╭──
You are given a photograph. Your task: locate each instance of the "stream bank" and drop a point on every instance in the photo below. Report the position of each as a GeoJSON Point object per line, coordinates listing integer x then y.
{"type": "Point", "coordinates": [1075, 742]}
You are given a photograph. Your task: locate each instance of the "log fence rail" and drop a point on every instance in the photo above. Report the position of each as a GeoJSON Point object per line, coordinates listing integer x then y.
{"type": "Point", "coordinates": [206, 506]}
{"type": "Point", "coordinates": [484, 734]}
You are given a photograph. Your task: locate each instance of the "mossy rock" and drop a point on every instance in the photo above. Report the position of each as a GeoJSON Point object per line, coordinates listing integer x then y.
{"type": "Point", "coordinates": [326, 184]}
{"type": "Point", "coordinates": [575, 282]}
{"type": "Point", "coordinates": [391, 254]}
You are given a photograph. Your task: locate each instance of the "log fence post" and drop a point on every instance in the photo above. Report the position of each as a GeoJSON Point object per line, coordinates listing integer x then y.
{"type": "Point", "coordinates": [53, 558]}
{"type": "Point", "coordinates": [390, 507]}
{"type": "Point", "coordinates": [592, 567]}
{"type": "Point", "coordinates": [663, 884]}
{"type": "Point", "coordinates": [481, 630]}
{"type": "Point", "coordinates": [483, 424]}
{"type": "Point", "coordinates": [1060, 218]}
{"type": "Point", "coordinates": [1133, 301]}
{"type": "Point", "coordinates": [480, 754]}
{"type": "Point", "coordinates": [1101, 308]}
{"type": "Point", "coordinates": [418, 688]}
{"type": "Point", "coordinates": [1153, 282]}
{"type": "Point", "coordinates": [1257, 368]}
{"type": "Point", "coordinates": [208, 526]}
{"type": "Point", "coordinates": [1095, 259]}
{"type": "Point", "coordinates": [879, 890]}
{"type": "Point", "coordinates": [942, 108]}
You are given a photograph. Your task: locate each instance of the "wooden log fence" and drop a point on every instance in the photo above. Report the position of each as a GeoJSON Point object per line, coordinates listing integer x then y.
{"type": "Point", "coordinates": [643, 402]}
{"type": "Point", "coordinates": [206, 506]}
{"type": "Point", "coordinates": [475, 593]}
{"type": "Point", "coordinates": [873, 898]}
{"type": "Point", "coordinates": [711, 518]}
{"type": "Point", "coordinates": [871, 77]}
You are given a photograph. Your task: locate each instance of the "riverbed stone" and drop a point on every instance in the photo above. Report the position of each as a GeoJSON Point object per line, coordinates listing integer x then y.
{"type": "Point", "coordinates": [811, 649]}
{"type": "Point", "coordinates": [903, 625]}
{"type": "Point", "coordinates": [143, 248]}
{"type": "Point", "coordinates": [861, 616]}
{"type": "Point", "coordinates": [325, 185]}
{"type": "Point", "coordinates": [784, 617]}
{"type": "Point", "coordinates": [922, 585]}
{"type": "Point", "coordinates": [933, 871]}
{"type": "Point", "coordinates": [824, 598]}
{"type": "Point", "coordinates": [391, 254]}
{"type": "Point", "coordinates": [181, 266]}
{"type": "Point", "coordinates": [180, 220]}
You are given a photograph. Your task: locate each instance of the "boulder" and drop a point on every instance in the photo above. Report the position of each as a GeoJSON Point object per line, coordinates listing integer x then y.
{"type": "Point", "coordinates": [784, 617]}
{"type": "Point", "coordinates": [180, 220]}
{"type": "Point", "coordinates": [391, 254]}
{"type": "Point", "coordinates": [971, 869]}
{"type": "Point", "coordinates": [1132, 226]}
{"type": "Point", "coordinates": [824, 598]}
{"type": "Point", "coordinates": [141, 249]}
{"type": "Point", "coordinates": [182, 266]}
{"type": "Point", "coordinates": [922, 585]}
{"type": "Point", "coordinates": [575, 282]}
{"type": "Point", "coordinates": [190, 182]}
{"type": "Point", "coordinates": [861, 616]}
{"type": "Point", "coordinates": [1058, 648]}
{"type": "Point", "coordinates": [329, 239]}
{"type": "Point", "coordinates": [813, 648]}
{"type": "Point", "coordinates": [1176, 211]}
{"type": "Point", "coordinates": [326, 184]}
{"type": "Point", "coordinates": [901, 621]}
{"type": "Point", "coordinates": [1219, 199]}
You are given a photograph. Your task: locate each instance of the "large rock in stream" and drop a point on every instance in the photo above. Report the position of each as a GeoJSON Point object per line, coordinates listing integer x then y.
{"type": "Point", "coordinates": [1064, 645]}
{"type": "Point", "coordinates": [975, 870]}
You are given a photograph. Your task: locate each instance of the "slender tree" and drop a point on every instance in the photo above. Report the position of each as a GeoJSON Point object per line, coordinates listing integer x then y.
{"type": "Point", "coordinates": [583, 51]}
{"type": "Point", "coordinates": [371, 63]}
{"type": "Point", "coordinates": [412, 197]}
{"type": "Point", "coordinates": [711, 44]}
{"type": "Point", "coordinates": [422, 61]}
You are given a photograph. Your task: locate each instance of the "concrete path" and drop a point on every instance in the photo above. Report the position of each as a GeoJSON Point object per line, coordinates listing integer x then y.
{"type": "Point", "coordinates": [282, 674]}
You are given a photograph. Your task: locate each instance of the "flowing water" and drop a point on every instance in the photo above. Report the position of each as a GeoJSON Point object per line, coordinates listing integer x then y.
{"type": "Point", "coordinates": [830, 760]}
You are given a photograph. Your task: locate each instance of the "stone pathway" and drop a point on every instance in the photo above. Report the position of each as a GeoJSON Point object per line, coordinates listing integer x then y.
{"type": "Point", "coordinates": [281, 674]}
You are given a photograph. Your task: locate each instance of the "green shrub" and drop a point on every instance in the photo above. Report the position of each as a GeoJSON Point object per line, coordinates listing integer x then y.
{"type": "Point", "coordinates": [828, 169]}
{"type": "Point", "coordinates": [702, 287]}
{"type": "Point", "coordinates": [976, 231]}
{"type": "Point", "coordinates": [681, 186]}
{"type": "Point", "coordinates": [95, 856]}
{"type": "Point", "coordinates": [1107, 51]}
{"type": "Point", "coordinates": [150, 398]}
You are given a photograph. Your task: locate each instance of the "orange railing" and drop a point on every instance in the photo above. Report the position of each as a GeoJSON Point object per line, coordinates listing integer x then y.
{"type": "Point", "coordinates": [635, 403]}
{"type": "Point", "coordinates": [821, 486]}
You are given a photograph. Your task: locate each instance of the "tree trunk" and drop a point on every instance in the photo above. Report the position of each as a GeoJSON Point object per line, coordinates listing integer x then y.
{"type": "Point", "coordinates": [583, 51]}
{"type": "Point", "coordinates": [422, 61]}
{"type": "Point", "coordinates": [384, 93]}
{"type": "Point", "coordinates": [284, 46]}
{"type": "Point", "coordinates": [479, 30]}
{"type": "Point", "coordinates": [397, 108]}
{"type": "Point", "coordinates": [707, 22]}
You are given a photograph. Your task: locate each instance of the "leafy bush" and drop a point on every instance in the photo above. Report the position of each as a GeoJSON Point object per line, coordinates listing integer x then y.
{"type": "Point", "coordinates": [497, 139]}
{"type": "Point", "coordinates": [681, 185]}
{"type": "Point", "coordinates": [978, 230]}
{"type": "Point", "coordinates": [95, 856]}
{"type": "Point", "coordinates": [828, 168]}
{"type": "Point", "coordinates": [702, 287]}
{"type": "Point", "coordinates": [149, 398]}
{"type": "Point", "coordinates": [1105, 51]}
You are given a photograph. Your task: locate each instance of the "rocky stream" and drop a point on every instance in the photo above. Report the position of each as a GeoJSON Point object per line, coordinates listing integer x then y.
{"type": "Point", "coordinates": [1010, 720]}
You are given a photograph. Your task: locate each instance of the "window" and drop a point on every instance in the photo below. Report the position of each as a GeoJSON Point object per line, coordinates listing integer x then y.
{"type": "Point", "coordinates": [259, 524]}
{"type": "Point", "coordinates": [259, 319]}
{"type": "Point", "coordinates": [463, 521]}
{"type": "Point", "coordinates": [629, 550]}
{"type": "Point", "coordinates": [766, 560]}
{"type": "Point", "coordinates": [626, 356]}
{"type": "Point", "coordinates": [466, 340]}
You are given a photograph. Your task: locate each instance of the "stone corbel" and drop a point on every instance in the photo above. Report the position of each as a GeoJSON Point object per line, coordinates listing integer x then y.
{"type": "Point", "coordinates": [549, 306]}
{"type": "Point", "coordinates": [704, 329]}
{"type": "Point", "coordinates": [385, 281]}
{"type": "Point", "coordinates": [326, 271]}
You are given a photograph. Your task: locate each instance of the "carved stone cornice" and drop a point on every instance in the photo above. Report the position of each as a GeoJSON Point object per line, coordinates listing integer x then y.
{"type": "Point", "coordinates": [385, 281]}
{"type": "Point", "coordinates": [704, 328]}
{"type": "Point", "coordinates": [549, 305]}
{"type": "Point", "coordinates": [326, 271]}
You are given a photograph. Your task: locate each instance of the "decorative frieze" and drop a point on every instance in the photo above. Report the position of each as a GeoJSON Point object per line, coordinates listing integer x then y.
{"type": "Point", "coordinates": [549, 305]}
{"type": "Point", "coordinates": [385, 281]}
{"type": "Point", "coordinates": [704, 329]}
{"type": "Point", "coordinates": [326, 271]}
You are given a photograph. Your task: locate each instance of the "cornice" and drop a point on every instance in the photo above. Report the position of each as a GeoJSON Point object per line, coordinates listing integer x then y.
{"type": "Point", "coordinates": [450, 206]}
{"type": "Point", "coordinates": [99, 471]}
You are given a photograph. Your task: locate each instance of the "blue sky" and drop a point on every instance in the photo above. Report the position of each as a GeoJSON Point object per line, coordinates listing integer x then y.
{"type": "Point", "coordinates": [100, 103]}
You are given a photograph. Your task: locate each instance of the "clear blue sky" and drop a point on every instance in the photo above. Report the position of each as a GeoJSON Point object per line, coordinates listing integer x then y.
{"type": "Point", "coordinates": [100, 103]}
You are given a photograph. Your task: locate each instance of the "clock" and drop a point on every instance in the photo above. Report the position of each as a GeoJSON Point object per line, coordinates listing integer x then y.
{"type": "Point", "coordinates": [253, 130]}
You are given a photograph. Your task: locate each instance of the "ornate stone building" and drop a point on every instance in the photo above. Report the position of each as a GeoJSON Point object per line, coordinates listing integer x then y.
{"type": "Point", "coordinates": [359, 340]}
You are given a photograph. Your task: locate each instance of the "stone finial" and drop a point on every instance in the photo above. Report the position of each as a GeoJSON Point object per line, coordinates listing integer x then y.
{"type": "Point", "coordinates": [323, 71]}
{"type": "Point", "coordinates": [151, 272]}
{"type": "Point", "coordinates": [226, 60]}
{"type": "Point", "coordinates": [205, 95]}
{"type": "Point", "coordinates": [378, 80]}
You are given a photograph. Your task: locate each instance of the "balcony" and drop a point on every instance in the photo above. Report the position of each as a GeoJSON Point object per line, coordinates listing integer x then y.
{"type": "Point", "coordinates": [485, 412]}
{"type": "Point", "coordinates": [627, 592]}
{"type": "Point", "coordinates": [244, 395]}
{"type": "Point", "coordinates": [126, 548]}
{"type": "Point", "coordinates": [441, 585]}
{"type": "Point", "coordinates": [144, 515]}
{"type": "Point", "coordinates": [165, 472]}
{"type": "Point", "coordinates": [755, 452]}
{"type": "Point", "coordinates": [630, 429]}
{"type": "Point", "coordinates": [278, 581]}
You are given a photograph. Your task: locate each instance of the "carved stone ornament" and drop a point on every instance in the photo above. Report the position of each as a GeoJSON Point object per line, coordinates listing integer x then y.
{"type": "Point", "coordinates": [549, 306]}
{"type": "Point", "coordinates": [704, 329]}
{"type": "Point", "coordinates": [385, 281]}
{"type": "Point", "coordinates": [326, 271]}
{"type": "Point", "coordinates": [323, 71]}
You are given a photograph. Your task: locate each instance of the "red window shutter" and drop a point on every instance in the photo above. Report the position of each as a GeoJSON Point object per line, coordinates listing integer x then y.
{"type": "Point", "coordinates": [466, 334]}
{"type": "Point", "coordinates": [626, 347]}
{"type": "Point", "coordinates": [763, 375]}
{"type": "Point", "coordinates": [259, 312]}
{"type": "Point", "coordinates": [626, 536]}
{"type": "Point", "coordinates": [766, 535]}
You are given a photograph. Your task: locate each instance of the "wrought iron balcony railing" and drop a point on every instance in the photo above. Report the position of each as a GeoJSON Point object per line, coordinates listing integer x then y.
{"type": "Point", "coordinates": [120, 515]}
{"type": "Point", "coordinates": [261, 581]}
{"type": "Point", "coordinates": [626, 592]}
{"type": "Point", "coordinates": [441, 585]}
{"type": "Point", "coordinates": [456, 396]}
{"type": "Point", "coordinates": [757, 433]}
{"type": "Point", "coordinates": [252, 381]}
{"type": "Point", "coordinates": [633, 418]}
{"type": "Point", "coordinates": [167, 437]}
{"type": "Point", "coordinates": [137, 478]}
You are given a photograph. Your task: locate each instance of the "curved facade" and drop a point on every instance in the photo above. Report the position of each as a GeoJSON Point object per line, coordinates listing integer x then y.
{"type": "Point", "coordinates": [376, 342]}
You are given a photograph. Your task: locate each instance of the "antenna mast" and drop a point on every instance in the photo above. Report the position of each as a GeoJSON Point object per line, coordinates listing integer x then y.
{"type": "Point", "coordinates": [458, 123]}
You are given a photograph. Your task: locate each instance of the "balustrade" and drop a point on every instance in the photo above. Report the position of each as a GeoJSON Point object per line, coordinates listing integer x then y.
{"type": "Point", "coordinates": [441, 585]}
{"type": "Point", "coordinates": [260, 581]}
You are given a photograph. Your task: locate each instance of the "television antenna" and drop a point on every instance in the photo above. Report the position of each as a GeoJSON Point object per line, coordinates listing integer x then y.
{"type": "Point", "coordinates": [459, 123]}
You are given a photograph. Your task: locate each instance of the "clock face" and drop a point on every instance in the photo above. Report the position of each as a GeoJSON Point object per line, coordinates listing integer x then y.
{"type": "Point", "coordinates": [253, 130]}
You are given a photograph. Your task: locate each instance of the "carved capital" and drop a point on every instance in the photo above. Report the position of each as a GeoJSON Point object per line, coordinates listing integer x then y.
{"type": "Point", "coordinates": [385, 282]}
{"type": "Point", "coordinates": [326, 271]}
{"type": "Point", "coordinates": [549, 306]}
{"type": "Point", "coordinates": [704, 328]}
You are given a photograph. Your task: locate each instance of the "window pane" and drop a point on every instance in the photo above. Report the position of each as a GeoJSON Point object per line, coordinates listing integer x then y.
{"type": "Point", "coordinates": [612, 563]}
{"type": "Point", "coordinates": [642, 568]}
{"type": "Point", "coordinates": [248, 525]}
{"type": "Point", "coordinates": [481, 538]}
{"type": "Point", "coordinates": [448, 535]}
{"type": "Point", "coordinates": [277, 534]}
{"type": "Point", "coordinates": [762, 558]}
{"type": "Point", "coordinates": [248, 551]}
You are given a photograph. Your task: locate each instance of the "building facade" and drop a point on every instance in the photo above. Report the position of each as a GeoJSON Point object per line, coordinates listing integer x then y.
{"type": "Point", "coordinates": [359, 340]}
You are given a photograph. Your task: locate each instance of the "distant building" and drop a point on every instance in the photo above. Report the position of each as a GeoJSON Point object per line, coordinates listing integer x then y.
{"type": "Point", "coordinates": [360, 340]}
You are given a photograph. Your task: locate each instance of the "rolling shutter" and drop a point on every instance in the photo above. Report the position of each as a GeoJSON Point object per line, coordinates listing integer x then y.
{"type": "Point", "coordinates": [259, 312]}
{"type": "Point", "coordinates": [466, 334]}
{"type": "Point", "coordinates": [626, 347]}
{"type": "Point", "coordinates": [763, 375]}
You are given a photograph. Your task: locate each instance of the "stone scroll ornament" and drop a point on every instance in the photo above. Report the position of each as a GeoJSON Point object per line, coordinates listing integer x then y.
╰──
Count how many lines of the material above contain the string "facade". Reply with the number alone.

2